■ Description of the task ■
List every line below that contains the word "with", copying each line in full.
+-------+
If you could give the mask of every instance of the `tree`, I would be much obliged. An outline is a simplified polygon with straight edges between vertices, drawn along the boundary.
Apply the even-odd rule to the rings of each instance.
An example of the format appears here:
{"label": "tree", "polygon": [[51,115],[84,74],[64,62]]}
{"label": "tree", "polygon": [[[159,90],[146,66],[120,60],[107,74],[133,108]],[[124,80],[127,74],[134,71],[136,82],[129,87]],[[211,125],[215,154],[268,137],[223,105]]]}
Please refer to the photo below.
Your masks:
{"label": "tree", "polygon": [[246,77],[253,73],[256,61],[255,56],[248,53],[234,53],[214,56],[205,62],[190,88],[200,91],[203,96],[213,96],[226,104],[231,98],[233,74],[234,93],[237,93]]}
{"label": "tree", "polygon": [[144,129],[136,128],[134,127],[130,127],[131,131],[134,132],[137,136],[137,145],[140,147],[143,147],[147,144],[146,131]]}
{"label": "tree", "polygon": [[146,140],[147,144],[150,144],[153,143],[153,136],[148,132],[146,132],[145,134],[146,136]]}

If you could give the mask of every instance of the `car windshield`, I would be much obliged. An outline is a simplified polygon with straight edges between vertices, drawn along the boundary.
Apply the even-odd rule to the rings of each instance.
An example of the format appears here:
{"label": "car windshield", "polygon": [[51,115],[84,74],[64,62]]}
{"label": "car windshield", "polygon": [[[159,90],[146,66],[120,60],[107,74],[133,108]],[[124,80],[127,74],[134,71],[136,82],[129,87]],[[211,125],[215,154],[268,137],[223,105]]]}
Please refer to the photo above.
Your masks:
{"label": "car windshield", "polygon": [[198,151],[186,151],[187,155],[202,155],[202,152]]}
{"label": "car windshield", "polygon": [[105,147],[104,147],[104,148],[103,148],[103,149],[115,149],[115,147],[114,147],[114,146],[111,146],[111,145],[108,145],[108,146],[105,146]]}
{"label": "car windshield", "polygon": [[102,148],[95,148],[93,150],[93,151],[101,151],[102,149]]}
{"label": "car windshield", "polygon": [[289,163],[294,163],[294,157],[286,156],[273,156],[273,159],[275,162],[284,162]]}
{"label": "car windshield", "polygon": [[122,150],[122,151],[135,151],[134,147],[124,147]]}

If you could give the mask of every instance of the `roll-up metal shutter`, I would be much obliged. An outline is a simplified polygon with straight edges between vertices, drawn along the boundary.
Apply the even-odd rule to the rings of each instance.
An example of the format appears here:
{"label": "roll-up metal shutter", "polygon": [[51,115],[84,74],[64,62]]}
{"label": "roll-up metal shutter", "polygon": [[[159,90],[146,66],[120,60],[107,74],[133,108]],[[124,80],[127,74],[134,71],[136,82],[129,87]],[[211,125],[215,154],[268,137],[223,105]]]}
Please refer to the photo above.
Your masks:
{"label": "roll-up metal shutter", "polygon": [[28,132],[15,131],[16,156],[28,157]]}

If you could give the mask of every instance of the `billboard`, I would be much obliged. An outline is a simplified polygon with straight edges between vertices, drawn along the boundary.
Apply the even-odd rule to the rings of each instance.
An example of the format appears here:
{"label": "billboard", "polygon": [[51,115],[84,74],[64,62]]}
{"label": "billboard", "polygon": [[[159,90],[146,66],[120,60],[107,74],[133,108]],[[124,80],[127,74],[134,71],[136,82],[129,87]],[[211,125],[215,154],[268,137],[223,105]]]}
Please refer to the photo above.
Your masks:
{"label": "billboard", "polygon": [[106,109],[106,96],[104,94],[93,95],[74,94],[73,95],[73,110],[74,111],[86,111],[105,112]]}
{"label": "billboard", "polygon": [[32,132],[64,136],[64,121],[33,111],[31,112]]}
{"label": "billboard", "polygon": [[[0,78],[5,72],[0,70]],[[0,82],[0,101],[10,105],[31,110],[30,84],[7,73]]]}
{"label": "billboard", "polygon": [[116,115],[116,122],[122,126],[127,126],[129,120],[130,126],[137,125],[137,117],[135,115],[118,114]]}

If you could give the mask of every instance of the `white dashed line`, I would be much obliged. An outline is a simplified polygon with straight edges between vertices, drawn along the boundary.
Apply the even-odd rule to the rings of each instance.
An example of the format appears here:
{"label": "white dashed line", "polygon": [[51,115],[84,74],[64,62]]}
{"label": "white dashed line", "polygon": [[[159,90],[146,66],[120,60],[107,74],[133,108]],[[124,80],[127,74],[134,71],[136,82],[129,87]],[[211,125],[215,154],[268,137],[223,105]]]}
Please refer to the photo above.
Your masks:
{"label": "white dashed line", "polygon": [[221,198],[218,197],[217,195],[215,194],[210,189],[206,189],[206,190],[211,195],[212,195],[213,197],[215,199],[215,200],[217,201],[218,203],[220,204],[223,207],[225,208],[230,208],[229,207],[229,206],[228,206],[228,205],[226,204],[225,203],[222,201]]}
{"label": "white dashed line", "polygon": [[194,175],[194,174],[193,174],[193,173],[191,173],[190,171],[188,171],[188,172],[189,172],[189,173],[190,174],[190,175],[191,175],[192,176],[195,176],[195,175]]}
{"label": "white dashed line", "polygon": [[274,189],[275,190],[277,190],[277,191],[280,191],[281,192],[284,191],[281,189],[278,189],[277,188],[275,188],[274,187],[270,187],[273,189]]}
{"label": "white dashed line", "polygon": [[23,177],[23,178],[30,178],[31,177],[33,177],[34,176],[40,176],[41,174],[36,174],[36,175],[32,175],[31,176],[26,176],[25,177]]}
+-------+
■ Output of the exercise ■
If you could give the mask of every instance of the `tree`, I would be much obliged. An outline is a simplified polygon with straight edges between vertices, drawn along the boundary.
If you could give the mask of every instance of the `car windshield`, I would be much obliged. An outline is a simplified polygon with straight edges between vertices, drawn along the boundary.
If you could give the mask of every instance of the `roll-up metal shutter`, I would be much obliged. An outline is a simplified polygon with straight edges between vertices, drawn along the boundary.
If you could give the mask of every instance of the `billboard`, I would be much obliged. An outline is a simplified polygon with straight edges between vertices, drawn along the boundary.
If you could give the mask of every instance of the `white dashed line`, I would be much obliged. An outline is a simplified polygon with straight edges between vertices, drawn along the boundary.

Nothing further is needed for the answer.